Written instruction A
From the listing below, keep only the lines containing the string "black", and treat case as significant.

***** Text to read

Stronger Together – utilising the power of collaboration to deliver excellence in safeguarding

Why this is leading practice

LTE, Staff and Governors are committed to promoting the safety and welfare of all pupils and ensure all pupils are protected from harm. The LTE is a dynamic, forward thinking and innovative collaboration comprising highly experienced and effective leaders who believe that all aspects of school life are underpinned by ensuring children are safe, secure and happy in everything they do.
This LAA is an opportunity to celebrate and share the excellent practice developed as a collaboration in conjunction with leading professionals from Local Authority and the DfE

Impact to date

 Discussion was held with various members of the LTE Trust community including parents, governors, DSL, headteachers and students. There was a clear message in all discussions that the ethos and culture of the trust as a whole, and of each individual school, is underpinned by a belief that safeguarding is key to success (personally and academically).
Pupils were able to discuss what safeguarding means and give detailed examples of how to keep themselves physically and emotionally safe, where and how to access support and how to support others. Each school in the Trust is involved in the UNICEF Rights Respecting Schools Award which supplements other work completed in schools about safety and wellbeing. Pupils were able to discuss how there is a safeguarding “tip of the week” in their newsletter and how this, in combination with displays prominently around school, the work on the Rights Respecting Schools Award and the use of school CCTV, helped to keep them safe.
Practice is effective as it is fine-tuned on a constant basis, through discussion and professional challenge, and it is shared across all stakeholders in each school. This includes in one school how lunchtime supervisors have been trained in all aspects of safeguarding and are proactive in asking for further training. Other schools have observed and shadowed this practice and supervisors have received an ASPIRE lunchtime accreditation award for this. Practice can be reactive to arising situations but also can be forward thinking, anticipating need through an analysis of data and inclusion of safeguarding and mental health in the SIP.
Members of LTE have worked with Birmingham City Council Safeguarding Advisers in implementing a peer safeguarding review model which they have used to support other schools in the Trust but also have undertaken reviews at other schools in Birmingham. Other good practice identified within LTE schools has been showcased at local area safeguarding conferences to schools across the city.

**********
***** Exercise materials

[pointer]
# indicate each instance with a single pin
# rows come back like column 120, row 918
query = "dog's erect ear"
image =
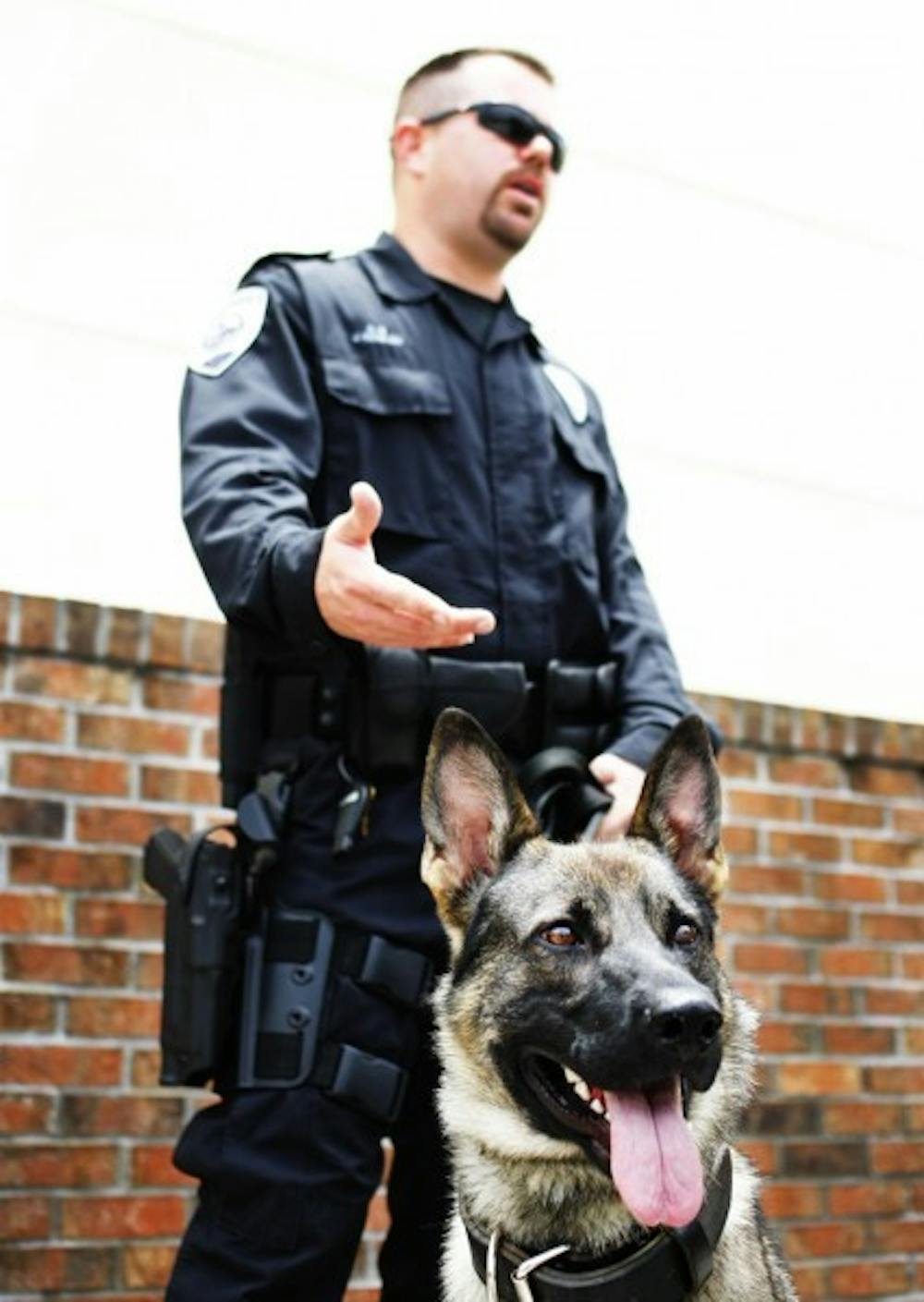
column 472, row 810
column 681, row 806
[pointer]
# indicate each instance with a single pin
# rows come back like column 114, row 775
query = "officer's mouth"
column 529, row 187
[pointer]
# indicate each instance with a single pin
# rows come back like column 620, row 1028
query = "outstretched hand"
column 624, row 782
column 363, row 601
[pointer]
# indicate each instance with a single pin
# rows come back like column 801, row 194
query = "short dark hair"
column 449, row 63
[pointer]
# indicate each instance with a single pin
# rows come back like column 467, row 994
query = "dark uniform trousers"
column 286, row 1174
column 500, row 491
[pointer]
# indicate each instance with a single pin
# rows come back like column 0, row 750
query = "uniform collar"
column 397, row 276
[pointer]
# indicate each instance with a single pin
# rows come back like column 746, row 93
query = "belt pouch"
column 286, row 978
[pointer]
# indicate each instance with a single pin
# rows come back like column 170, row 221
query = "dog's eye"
column 685, row 935
column 561, row 935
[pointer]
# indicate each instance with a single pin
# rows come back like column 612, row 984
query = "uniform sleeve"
column 251, row 451
column 652, row 697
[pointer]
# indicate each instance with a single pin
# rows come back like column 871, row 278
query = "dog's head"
column 586, row 974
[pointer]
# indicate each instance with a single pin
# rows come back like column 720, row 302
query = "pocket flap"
column 387, row 389
column 582, row 445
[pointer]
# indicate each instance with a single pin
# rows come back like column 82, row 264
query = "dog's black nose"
column 685, row 1022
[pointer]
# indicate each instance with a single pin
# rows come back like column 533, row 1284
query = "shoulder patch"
column 232, row 332
column 570, row 389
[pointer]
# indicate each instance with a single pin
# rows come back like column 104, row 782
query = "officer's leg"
column 286, row 1176
column 418, row 1191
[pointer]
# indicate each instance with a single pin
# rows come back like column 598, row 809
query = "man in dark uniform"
column 378, row 452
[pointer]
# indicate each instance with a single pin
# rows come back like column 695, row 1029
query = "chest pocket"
column 586, row 480
column 392, row 426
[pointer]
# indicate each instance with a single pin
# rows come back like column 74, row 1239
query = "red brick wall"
column 107, row 731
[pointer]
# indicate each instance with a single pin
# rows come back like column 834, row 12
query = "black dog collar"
column 671, row 1266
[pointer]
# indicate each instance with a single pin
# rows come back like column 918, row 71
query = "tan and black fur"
column 558, row 955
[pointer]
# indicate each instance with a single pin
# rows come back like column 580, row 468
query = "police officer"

**********

Written instruction B
Summarize the safeguarding text above in two sentences.

Correct answer A
query = "dog's black nose"
query = "black dog collar"
query = "tan and black fur"

Correct answer B
The LTE, a collaboration of experienced leaders, believes all of school life rests on keeping children safe, and discussions with parents, governors, DSLs, headteachers and students showed that safeguarding underpins the culture of the trust and each school. Pupils can explain how to keep themselves safe and get support, practice is constantly refined and shared (including the training of lunchtime supervisors), and LTE members have worked with Birmingham City Council advisers on a peer safeguarding review model used in Trust schools and elsewhere in Birmingham.